- WRITTEN EXERCISE 1
Please find every line in the records below that contains the word "yellow", and copy each of those lines.

- GIVEN TEXT
— BEGIN —

Yow! The algorithm I gave for insidedness testing only works if:

1. The quadrilateral is non-self-intersecting

2. The quadrilateral is convex (i.e. non-concave)

I think 1 is reasonable but 2 makes it a lot weaker.

You could always split the quad into two triangles,

which are GUARANTEED to be convex, then use the same

algorithm. Be careful where you split it though.

For a quad there can be only one trio of vertices

where it is concave, you want the middle vertex to

be one of the endpoints of the splitting line segment.

WLOG you can walk around the polygon in either direction

starting from any point, looking for monotonicity in

the deflection angle. If it is monotonic the figure is

convex, if it changes sign there is an adjacent concavity

but I cannot see any better way than walking the entire

polygon and summing the deflection angles to find out

which sense the polygon is -- if the total is a multiple

of +360 degrees it is one sense, -360 degrees the other.

If the sense turns out to be backwards you can walk the

other way or invert all your tests.

To find a point to characterize inside/outside for

each segment you should be able to use an average

point, that is, a point whose x coordinate is the

average of the x coordinates of the vertices and

whose y coordinate is the average of the y coordinates

of the vertices.

— END —

- WRITTEN EXERCISE 2
Reproduce the entire text above on quadrilateral insidedness testing word for word.

- RECORDS FOR THE EXERCISE
— BEGIN —

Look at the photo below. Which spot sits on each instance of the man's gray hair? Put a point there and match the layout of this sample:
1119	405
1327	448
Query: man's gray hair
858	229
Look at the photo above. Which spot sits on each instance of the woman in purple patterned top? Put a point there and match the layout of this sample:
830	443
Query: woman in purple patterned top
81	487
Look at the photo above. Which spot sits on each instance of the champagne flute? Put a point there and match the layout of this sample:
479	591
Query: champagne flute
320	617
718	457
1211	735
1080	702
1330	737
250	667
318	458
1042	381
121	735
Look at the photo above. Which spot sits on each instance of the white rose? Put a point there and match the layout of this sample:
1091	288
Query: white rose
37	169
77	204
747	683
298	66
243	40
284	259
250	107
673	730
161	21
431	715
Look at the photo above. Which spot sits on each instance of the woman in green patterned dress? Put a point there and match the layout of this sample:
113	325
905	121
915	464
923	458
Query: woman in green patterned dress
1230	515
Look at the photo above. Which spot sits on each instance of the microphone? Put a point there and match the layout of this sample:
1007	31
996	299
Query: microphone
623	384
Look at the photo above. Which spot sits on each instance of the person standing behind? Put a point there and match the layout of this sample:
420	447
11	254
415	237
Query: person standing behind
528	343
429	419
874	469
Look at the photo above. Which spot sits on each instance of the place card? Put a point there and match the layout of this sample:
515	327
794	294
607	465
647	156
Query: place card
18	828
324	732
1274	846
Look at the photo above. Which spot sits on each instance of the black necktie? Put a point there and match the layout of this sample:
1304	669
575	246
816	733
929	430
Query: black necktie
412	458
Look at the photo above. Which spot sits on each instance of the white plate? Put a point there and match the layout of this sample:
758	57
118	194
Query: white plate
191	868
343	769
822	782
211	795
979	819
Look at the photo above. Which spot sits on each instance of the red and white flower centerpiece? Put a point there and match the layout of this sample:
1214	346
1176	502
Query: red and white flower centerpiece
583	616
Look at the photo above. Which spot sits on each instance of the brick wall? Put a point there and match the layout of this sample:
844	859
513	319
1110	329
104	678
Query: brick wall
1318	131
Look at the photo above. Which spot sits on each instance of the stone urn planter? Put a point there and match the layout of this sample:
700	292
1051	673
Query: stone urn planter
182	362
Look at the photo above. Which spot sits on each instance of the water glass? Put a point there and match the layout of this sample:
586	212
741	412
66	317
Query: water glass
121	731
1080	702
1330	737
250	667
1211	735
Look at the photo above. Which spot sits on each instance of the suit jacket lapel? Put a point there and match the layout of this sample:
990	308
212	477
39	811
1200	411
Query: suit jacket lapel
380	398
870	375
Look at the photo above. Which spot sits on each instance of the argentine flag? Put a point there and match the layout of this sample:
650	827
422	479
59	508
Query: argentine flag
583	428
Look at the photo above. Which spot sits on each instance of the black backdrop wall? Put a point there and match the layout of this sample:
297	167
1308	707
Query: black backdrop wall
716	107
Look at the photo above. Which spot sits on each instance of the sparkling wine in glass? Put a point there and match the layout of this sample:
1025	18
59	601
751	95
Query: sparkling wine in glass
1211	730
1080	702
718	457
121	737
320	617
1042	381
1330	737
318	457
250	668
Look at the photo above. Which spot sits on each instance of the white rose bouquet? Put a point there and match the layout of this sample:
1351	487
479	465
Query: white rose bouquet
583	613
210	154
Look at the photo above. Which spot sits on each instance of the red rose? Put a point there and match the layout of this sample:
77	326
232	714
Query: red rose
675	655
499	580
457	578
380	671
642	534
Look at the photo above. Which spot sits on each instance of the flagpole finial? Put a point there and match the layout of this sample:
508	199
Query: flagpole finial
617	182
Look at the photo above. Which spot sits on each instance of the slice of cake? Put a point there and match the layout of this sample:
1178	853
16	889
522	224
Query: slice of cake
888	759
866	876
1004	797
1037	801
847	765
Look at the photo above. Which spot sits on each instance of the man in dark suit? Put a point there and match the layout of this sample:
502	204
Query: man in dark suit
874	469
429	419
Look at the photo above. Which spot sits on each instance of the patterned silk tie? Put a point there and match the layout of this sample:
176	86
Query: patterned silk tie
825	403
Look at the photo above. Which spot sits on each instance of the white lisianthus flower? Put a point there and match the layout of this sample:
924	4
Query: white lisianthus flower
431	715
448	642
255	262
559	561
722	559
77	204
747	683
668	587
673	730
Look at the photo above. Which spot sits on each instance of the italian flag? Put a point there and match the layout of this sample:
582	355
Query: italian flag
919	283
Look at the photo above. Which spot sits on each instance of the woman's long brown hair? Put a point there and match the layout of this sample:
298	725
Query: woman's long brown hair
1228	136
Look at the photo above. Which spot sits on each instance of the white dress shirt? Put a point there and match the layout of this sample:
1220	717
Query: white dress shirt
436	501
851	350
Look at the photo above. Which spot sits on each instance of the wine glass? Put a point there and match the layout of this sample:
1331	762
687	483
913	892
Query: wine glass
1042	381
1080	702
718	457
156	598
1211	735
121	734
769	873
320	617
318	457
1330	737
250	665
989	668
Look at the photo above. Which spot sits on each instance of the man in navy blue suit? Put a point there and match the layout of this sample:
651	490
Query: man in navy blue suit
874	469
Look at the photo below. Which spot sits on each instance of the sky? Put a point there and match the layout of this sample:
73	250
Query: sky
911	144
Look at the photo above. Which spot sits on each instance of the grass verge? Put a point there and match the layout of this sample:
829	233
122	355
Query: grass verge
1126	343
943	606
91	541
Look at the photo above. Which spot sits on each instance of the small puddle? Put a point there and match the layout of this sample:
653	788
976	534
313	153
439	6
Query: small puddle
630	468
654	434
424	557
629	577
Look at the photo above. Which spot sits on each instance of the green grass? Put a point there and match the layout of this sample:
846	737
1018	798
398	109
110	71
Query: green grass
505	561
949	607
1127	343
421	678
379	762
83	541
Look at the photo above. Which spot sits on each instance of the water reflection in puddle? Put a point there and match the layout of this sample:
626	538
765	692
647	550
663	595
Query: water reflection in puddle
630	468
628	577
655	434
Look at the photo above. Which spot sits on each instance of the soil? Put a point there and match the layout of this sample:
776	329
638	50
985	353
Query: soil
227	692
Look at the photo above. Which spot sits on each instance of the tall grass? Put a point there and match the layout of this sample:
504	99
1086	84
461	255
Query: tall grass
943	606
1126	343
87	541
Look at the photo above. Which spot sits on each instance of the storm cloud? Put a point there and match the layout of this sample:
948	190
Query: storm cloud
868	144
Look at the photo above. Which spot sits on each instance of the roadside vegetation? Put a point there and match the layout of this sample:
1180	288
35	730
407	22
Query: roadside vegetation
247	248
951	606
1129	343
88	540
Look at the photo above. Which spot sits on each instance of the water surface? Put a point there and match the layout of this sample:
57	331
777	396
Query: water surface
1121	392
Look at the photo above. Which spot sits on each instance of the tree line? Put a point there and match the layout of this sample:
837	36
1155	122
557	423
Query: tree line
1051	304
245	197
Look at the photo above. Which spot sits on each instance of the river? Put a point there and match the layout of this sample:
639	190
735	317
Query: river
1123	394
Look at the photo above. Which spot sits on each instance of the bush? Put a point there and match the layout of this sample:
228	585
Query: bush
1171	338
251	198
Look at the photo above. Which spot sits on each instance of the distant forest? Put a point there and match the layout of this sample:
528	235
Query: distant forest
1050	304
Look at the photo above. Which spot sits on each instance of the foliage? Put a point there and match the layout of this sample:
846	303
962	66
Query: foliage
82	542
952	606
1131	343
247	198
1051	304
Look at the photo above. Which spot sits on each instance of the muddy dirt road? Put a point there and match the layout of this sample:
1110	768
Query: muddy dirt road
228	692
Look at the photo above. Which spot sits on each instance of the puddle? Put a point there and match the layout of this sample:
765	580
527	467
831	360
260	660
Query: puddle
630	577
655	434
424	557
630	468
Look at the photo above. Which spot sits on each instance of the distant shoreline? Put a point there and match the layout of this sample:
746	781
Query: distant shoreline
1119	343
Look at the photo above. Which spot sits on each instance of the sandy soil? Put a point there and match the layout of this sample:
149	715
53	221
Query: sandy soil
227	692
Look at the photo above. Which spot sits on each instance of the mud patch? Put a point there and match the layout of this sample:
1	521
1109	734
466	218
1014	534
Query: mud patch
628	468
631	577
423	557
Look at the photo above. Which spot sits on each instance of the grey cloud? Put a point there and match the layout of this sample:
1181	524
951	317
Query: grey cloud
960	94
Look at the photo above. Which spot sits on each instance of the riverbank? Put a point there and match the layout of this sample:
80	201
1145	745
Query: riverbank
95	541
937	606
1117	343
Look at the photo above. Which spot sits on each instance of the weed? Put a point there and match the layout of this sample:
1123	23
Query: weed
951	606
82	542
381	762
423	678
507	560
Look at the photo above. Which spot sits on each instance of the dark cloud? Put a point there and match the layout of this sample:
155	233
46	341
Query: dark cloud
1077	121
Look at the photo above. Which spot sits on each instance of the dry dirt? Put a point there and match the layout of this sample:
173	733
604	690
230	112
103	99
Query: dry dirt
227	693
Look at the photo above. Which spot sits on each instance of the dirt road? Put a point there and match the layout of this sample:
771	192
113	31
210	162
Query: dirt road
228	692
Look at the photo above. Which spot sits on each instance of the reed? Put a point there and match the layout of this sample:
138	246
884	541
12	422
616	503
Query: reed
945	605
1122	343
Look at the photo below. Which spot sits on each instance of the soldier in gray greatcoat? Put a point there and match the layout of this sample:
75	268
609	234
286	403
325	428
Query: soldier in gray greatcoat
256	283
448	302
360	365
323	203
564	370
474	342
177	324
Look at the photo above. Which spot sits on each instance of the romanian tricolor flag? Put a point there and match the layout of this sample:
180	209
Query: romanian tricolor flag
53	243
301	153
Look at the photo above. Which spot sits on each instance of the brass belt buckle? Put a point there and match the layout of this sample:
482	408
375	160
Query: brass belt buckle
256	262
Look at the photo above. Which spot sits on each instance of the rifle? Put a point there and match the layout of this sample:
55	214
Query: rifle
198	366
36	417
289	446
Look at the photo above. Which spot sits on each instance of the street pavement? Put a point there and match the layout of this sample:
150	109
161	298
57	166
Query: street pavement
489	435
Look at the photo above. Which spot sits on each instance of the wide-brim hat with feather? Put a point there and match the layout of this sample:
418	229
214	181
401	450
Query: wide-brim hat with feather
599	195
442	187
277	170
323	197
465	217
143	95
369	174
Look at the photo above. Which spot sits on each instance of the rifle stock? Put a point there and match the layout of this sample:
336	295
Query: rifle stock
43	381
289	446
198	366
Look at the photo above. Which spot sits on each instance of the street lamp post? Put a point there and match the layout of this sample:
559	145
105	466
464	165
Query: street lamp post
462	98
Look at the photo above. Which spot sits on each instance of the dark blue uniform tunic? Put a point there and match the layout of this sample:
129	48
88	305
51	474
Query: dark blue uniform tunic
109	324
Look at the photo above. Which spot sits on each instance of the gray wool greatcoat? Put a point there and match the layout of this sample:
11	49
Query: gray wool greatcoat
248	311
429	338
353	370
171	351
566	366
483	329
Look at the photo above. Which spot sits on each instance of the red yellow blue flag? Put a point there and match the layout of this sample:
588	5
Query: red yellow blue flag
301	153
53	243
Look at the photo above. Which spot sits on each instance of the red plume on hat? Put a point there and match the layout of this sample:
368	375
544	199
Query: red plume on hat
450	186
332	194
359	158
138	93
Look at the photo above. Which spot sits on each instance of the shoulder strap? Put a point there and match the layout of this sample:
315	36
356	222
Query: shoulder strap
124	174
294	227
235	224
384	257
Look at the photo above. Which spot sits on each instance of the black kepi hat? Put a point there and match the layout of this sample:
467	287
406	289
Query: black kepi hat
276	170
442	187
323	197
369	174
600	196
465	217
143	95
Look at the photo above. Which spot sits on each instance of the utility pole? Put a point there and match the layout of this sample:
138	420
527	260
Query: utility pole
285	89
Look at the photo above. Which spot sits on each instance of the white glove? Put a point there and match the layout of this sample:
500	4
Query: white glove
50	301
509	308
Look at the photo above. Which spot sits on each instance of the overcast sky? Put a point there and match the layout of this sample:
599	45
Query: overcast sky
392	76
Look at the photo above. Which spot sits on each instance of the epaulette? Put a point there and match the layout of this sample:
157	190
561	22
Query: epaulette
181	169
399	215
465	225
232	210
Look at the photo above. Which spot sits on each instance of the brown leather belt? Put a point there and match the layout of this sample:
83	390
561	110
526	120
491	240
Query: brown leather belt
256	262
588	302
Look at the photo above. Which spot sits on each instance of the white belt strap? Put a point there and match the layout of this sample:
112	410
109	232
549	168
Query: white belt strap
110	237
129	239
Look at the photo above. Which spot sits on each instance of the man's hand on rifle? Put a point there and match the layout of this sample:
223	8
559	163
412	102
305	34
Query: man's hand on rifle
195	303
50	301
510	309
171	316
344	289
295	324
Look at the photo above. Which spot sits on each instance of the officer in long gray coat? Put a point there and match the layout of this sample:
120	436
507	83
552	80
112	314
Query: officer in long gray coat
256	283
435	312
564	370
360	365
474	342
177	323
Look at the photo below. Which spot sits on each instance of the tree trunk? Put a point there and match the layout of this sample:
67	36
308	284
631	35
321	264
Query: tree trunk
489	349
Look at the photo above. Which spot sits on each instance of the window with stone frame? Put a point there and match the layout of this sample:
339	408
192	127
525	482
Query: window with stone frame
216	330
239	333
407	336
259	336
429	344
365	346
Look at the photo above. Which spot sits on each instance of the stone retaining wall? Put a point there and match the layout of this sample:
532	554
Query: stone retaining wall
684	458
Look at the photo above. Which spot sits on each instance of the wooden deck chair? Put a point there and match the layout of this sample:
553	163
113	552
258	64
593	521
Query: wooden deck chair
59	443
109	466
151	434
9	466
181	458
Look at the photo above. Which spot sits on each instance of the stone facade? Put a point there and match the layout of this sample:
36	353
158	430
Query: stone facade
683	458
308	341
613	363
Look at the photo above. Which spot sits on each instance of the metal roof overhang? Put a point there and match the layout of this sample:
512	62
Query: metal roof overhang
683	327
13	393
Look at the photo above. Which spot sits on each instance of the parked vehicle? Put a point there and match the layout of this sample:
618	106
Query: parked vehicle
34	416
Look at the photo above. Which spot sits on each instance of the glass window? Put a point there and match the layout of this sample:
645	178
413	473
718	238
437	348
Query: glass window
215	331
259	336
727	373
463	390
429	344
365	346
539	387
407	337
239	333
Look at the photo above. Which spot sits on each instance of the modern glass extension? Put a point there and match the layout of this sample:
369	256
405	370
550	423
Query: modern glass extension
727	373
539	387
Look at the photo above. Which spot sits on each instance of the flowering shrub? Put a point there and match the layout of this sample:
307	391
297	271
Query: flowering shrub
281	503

— END —

- FINAL ANSWER 1
Look at the photo above. Which spot sits on each instance of the red yellow blue flag? Put a point there and match the layout of this sample:
Query: red yellow blue flag

- FINAL ANSWER 2
Yow! The algorithm I gave for insidedness testing only works if:

1. The quadrilateral is non-self-intersecting

2. The quadrilateral is convex (i.e. non-concave)

I think 1 is reasonable but 2 makes it a lot weaker.

You could always split the quad into two triangles,

which are GUARANTEED to be convex, then use the same

algorithm. Be careful where you split it though.

For a quad there can be only one trio of vertices

where it is concave, you want the middle vertex to

be one of the endpoints of the splitting line segment.

WLOG you can walk around the polygon in either direction

starting from any point, looking for monotonicity in

the deflection angle. If it is monotonic the figure is

convex, if it changes sign there is an adjacent concavity

but I cannot see any better way than walking the entire

polygon and summing the deflection angles to find out

which sense the polygon is -- if the total is a multiple

of +360 degrees it is one sense, -360 degrees the other.

If the sense turns out to be backwards you can walk the

other way or invert all your tests.

To find a point to characterize inside/outside for

each segment you should be able to use an average

point, that is, a point whose x coordinate is the

average of the x coordinates of the vertices and

whose y coordinate is the average of the y coordinates

of the vertices.